**What needs to be done**
Reproduce the listing from the line containing "of the pine" through the line containing "125 238 499 329", with both of those lines included. Leave the pictures out of your copy.

----- Input

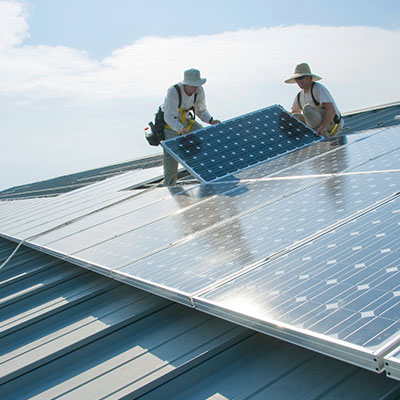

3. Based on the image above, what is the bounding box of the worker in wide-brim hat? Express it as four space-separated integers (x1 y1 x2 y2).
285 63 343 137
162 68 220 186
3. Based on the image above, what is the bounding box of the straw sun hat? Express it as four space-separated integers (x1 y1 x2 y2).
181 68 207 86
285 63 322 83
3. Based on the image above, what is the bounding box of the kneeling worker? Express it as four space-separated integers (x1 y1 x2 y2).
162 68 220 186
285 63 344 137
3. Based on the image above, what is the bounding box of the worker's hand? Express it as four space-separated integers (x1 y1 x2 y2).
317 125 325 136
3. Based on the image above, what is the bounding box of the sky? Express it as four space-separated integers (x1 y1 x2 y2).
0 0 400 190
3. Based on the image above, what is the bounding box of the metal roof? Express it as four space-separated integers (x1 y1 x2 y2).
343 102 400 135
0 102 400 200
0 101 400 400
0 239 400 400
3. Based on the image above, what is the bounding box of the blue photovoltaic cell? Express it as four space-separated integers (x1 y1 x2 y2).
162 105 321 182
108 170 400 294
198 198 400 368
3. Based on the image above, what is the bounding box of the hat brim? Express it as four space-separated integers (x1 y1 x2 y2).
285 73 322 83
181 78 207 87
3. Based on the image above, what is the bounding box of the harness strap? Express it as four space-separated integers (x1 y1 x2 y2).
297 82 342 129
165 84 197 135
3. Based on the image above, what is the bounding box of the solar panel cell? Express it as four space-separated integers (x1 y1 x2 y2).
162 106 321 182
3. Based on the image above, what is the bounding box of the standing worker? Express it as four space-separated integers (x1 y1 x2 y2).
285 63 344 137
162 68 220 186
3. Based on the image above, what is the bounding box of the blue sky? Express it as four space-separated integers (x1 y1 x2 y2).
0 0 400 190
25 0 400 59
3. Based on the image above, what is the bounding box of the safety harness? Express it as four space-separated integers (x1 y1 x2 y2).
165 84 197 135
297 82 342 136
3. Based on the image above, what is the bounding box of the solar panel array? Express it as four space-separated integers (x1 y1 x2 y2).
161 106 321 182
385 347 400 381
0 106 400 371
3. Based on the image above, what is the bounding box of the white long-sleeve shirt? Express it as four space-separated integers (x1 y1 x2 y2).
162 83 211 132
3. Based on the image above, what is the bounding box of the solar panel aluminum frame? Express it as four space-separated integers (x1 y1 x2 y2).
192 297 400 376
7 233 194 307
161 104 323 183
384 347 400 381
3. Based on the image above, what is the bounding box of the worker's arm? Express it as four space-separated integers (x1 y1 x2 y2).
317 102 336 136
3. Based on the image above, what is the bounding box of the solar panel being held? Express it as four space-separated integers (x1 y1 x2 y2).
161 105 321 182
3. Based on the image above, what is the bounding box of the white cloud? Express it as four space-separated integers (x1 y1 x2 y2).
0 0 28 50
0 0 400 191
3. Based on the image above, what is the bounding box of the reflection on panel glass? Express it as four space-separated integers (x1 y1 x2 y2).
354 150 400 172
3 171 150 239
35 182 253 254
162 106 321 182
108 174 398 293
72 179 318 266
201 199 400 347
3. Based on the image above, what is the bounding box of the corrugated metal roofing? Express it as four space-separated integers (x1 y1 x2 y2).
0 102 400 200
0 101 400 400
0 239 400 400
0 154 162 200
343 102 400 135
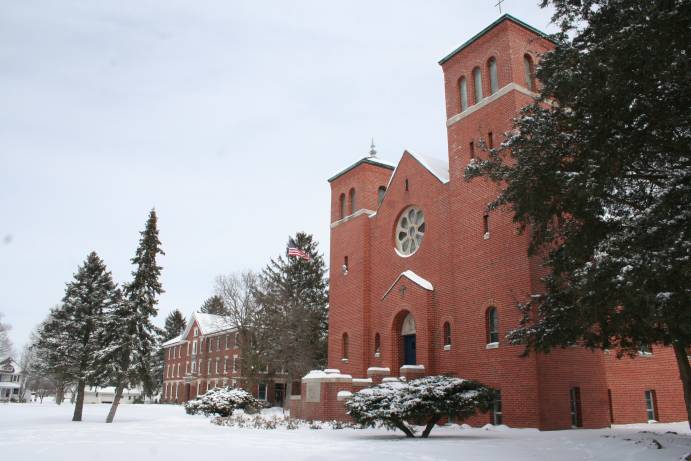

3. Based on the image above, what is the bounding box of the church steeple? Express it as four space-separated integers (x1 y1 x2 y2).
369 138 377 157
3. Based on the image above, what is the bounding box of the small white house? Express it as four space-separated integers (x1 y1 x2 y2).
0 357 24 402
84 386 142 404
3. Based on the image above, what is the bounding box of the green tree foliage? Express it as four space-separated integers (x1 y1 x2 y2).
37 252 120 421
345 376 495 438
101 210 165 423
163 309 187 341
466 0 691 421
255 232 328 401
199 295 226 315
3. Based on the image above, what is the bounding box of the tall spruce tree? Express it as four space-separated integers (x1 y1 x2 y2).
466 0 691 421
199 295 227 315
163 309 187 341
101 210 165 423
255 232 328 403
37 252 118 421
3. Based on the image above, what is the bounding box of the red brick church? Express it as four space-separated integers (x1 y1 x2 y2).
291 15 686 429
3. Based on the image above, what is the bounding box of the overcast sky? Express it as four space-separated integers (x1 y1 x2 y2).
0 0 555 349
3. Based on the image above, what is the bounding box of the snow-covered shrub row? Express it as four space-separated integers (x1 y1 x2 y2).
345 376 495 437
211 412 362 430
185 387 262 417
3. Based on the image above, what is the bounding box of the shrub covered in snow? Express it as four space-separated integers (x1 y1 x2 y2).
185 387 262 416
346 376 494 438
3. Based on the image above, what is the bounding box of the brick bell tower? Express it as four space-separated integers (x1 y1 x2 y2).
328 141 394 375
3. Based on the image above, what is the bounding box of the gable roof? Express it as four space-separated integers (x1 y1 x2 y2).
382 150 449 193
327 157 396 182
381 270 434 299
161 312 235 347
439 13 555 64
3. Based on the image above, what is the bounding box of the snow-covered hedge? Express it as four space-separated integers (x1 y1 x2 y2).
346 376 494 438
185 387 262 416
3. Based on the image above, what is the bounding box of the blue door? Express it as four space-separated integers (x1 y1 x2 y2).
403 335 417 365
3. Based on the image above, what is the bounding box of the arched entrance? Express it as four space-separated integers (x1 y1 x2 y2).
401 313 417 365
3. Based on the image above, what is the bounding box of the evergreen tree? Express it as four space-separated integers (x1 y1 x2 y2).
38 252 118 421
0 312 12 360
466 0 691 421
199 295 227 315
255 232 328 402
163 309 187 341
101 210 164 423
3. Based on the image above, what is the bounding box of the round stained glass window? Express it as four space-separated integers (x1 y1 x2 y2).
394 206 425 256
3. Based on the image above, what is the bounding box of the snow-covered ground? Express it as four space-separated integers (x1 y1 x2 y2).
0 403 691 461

----------
----- Input

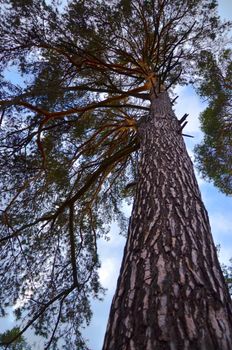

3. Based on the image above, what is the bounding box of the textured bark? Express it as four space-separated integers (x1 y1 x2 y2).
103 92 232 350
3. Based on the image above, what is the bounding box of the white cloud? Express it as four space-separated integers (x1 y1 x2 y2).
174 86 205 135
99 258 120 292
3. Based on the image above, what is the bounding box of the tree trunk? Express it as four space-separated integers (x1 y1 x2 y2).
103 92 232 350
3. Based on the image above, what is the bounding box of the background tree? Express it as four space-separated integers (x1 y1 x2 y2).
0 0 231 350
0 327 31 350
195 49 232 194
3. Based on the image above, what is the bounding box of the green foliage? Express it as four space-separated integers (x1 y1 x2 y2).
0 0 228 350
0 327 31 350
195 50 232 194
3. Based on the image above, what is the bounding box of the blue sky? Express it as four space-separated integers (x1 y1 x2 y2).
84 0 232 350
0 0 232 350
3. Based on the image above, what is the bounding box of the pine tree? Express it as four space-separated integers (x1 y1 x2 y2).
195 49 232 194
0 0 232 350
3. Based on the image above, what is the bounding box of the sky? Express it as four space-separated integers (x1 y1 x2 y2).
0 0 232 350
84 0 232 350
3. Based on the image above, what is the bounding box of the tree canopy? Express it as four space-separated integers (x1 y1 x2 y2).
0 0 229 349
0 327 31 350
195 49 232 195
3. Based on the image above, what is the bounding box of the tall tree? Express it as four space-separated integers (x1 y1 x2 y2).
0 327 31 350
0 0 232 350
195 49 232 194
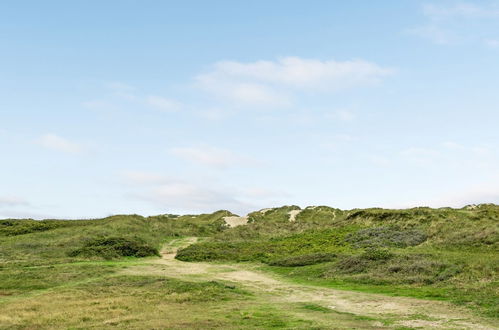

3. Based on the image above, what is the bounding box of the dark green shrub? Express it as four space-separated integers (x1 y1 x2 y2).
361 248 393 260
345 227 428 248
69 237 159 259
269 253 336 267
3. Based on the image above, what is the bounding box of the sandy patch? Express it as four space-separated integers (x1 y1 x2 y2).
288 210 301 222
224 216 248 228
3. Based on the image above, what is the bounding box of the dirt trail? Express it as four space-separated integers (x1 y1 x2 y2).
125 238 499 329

----------

**Full answer**
3. Based on the image above, what is the bounding box of the pine tree? Express it as four space-separated integers (x1 y1 x2 y2).
195 49 232 194
0 0 232 350
3. Based on the image above, what is the bounding box of the sky? Express it as four space-separated integers (x1 y1 x2 y2).
0 0 232 350
84 0 232 350
3. Based on the image above, what is the bounding box of the tree canopy? Express it as four space-separated integers (x1 y1 x2 y2).
0 0 229 349
0 327 31 350
195 49 232 195
3. Based on the image above, what is the bounding box of the tall tree? Express it as four space-separated integers (x1 y1 x2 y2).
0 327 31 350
0 0 232 350
195 49 232 194

3. Based on the image above, what is the bounding box of the dark green shrub? Express it as four space-separated integers (x1 y1 x2 y2).
361 248 393 260
345 227 428 248
69 237 159 259
269 253 336 267
3. Based on the image above, what is the bounding box of the sandy patch? Express it as four space-separated integers (x1 y1 x2 y2).
288 210 301 222
224 216 248 228
3. Based on the image above, what is the bounding box of the dirt trail? Express it as four space-separated integers (x1 y1 x2 y2).
125 238 499 329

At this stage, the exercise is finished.